Give back each record precisely, pictures excluded.

Stored data entries
▽
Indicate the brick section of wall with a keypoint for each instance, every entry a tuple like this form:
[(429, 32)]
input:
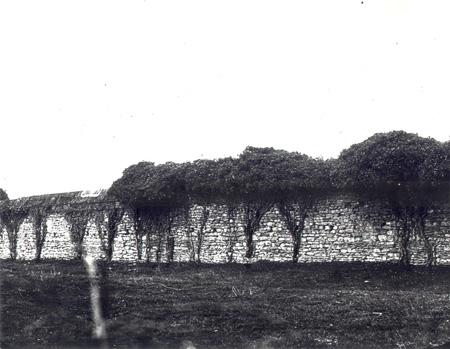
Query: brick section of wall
[(338, 230)]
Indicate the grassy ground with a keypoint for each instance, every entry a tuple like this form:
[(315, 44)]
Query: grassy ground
[(263, 305)]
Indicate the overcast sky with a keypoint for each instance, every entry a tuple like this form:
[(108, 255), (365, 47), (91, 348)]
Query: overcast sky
[(88, 88)]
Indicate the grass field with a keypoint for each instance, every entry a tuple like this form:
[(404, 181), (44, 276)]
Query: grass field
[(262, 305)]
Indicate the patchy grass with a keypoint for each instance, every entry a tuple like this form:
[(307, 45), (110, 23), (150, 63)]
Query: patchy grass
[(263, 305)]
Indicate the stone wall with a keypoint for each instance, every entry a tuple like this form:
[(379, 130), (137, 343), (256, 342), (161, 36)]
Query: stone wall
[(338, 230)]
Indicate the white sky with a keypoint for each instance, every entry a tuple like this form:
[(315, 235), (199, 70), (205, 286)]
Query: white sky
[(88, 88)]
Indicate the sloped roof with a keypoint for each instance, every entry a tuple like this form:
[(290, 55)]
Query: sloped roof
[(61, 199)]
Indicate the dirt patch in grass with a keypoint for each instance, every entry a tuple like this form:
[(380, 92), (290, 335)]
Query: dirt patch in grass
[(262, 305)]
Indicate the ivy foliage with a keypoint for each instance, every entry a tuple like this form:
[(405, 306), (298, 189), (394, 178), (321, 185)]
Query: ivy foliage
[(404, 173)]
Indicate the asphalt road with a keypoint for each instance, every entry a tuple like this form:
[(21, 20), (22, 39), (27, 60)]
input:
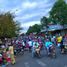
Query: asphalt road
[(26, 60)]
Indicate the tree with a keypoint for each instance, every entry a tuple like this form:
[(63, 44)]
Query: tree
[(59, 12), (8, 27), (34, 29)]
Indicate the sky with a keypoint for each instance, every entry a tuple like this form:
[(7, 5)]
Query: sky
[(27, 12)]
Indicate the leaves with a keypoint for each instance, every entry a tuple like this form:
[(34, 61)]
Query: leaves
[(8, 26), (59, 12)]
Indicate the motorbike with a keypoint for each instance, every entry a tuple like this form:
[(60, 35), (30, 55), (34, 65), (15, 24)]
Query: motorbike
[(52, 51), (18, 51), (65, 47), (37, 52)]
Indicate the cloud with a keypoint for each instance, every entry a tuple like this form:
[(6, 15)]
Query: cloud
[(28, 12), (26, 25), (28, 4)]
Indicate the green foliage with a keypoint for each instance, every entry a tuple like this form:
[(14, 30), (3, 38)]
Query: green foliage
[(34, 29), (59, 12), (8, 27), (45, 21)]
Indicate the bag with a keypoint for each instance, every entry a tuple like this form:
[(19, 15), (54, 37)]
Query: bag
[(58, 44)]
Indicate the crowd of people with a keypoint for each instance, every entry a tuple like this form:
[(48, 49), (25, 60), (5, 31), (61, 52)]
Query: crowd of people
[(35, 43)]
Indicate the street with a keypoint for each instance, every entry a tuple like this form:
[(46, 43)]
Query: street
[(26, 60)]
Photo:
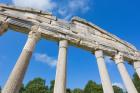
△
**Exercise solution:**
Indicate the brick section of wall with a keypoint for each instance, every entry a tuple like this form:
[(429, 32)]
input:
Query: brick section of wall
[(338, 230)]
Indicate the grassy ground with a keypoint for each instance, every entry a tuple like this form:
[(315, 44)]
Query: grassy ground
[(263, 305)]
Indicate the overcast sky with a keypoint for each instance, every entry a tuple like this form:
[(108, 255), (365, 47), (91, 348)]
Query: overcast sky
[(88, 88)]
Indicate the grass field with a keypoint for each instance, every entry a tuple like this form:
[(404, 181), (44, 276)]
Query: grass field
[(262, 305)]
Indicate the patchy grass with a keypoint for each instance, every entry a tuple like this form:
[(307, 45), (110, 23), (150, 63)]
Query: patchy grass
[(263, 305)]
Indicate the stone wall with a keypoint for each instance, every entry a tuple like this form:
[(379, 130), (137, 343), (256, 342), (161, 36)]
Query: stone wall
[(338, 230)]
Indicate the white sky with a keypoint for each instance, every entry a tuple like this form:
[(315, 235), (199, 70), (205, 286)]
Query: white sky
[(88, 88)]
Indicate the sloped roof with a keypoint for each instance, every entry a tuple like this form:
[(290, 55)]
Query: sloped roof
[(61, 199)]
Indicate the dirt patch in grass with a keypoint for each instance, every entry a tuple like this form:
[(380, 92), (290, 335)]
Query: dirt patch in grass
[(262, 305)]
Indicate the ivy foliage with a keypoint for each instance, every entry a tuple like this form:
[(405, 306), (298, 189), (394, 178), (321, 185)]
Query: ivy foliage
[(404, 173)]
Indicate the asphalt road with a keypoint for each instance, every entry a tuple like this form:
[(21, 20), (22, 39), (27, 60)]
input:
Query: asphalt road
[(26, 60)]
Indicate the tree with a keypoint for each instance, every entry a tuple like this form:
[(63, 44)]
Query: tree
[(59, 12), (8, 27), (34, 29)]
Indicate the sky with a keypoint for each instance, every entry a tuple like this form:
[(7, 5)]
Query: sky
[(27, 12)]
Indicate the leaves with a keypoint for each instance, every entry a tuple like this form:
[(34, 61)]
Query: leaves
[(8, 26), (59, 12)]
Indicate the motorbike with a keypoint for each instance, every entry a tuple like this form:
[(60, 35), (30, 55), (34, 65), (15, 24)]
Query: motorbike
[(52, 51), (18, 51), (65, 47), (37, 52)]
Indicate the cloud with a keypoint for each instance, every entry a tuple like this form:
[(6, 15)]
Query: cloud
[(28, 12), (26, 25), (28, 4)]
Indicate the green foliage with a keypoint for each instance, every entry a tuple like this form:
[(14, 30), (3, 38)]
Query: green foliage
[(34, 29), (59, 12), (8, 27), (45, 21)]
Indicate the bag with a keypoint for each instance, every entry a tuple like this form:
[(19, 15), (54, 37)]
Query: bag
[(58, 44)]
Indicate the crowd of people with a keypoint for each instance, every entry a tuple like this form:
[(48, 49), (25, 60), (5, 31), (61, 52)]
Query: crowd of people
[(35, 43)]
Indicate the street with a keypoint for each instance, every entry a tuple like this form:
[(46, 43)]
Query: street
[(26, 60)]
Photo:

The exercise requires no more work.